======== INPUT DATA ========

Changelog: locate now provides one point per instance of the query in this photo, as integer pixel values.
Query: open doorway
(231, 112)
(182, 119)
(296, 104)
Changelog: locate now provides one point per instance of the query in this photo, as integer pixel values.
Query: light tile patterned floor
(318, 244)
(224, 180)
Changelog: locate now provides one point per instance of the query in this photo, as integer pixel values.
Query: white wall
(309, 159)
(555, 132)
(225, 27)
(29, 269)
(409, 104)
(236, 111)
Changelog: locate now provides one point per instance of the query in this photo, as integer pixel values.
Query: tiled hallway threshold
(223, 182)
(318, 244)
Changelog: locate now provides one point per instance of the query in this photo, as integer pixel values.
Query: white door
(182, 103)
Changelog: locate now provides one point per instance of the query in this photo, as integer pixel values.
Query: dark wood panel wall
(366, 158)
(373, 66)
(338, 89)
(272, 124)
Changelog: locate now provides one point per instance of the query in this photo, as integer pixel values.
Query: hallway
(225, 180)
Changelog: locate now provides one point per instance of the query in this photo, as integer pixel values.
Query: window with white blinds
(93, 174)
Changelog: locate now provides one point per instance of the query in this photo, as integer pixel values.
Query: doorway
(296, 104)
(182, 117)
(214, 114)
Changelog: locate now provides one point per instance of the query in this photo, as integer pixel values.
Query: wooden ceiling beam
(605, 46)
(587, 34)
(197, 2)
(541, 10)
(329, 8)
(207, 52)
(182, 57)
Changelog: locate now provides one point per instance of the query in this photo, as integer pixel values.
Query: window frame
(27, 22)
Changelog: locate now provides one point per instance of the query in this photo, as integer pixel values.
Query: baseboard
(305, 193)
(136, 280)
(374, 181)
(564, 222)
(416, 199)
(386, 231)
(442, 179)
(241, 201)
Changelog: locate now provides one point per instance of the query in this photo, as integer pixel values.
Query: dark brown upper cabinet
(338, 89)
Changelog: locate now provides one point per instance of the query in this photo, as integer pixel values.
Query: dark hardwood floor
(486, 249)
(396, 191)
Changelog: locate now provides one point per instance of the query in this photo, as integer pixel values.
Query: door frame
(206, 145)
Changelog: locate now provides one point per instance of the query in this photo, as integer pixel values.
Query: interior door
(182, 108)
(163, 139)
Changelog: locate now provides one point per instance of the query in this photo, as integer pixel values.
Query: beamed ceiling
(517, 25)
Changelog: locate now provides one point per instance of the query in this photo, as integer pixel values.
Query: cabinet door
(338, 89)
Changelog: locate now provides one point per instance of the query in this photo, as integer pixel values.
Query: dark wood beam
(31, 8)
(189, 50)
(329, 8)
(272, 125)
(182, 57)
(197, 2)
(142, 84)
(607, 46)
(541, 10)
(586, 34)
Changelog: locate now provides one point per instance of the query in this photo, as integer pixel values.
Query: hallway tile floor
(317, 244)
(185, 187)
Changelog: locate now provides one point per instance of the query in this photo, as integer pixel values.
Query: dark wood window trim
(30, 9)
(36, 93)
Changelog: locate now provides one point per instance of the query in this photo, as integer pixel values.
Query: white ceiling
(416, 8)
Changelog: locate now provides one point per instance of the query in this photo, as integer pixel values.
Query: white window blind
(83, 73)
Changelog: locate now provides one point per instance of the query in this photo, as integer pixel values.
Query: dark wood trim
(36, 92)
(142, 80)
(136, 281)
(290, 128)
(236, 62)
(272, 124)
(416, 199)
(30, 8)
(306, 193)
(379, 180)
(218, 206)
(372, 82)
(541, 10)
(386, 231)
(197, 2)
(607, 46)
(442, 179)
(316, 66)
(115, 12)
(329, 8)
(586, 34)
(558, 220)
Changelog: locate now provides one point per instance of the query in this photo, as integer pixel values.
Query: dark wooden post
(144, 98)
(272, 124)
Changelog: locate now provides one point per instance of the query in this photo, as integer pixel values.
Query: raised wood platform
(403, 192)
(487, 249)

========

WHAT IS REQUIRED: Could you write out the material above exactly as it appears?

ANSWER TO THIS PROBLEM:
Changelog: locate now provides one point per instance of the query in this photo, as integer pixel values.
Query: open doorway
(231, 112)
(182, 119)
(296, 104)
Changelog: locate now provides one point per instance of the query in this photo, as integer pixel values.
Query: light tile patterned floor
(318, 244)
(224, 180)
Changelog: locate now provides one point per instance of the query in this photo, as integer pixel values.
Query: white wall
(309, 159)
(555, 132)
(225, 27)
(29, 269)
(409, 104)
(236, 111)
Changelog: locate now provides one point per instance of the query in this photo, as integer pixel values.
Query: tiled hallway threshold
(223, 182)
(318, 244)
Changelog: locate now provides one point per instance of the query in this photo, as integer pixel values.
Query: white door
(182, 103)
Changelog: locate now provides one point per instance of the query in this photo, as integer pixel values.
Query: dark wood panel wall
(366, 158)
(373, 66)
(338, 89)
(272, 124)
Changelog: locate now provides one point per instance of the query in this photo, as integer pixel values.
Query: hallway
(225, 180)
Changelog: locate now provides one point per instance of the query in this photo, as integer pixel values.
Query: window with white blinds
(93, 174)
Changelog: locate now provides one point per instance of the query in this photo, as integer pixel values.
Query: doorway
(296, 104)
(182, 117)
(214, 114)
Changelog: locate now provides one point per instance of the query in this photo, as integer pixel values.
Query: wooden ceiling beam
(605, 46)
(587, 34)
(197, 2)
(541, 10)
(329, 8)
(207, 52)
(182, 57)
Changelog: locate now provides one point per instance of the query in this photo, as integer pixel values.
Query: window frame
(27, 22)
Changelog: locate now provides one point per instance of the query in this photo, as integer pixel values.
Query: baseboard
(305, 193)
(136, 280)
(374, 181)
(564, 222)
(416, 199)
(386, 231)
(442, 179)
(241, 201)
Changelog: locate now provides one point per instance of the query in this photo, as integer pixel values.
Query: dark brown upper cabinet
(338, 89)
Changelog: locate now provides one point per instance of the query in this photo, as integer pixel values.
Query: dark hardwood floor
(486, 249)
(396, 191)
Changelog: locate now provides one point per instance of the query in this photo, as integer pixel values.
Query: door frame
(206, 145)
Changelog: locate now provides one point per instance of the query in this photo, as integer pixel values.
Query: interior door
(182, 108)
(163, 139)
Changelog: locate now provides one point per instance of the query in this photo, as integer pixel values.
Query: beamed ceiling
(517, 25)
Changelog: locate now provides one point per instance of the query in this photo, as integer pixel values.
Query: cabinet door
(338, 89)
Changelog: locate now provides one point per instance of the query in this photo, as integer pixel values.
Query: dark wood beam
(31, 8)
(189, 50)
(329, 8)
(272, 125)
(182, 57)
(197, 2)
(142, 84)
(607, 46)
(541, 10)
(586, 34)
Changelog: locate now provides one point per instance of the query in this photo, as integer pixel values.
Query: hallway tile floor
(317, 244)
(185, 187)
Changelog: locate now provides one point per instance of the query in this photo, as integer pixel values.
Query: dark wood window trim
(30, 9)
(36, 93)
Changelog: locate now provides one point per instance of the query in this photo, as integer pixel values.
Query: white ceiling
(416, 8)
Changelog: locate now provides one point per instance of the query in this photo, as integer pixel values.
Query: white window blind
(83, 73)
Changelog: locate now provides one point per instance of the query in this photo, as integer pixel values.
Query: dark wood trim
(36, 92)
(142, 80)
(136, 281)
(290, 128)
(236, 62)
(272, 124)
(416, 199)
(30, 8)
(306, 193)
(379, 180)
(218, 206)
(372, 82)
(541, 10)
(386, 231)
(197, 2)
(607, 46)
(442, 179)
(316, 66)
(115, 12)
(329, 8)
(586, 34)
(558, 220)
Changelog: locate now provides one point per instance of the query in this photo, as integer pixel values.
Query: dark wooden post
(144, 98)
(272, 124)
Changelog: locate now provides one point per instance of the query in this photo, as integer pixel values.
Query: raised wood platform
(403, 192)
(487, 249)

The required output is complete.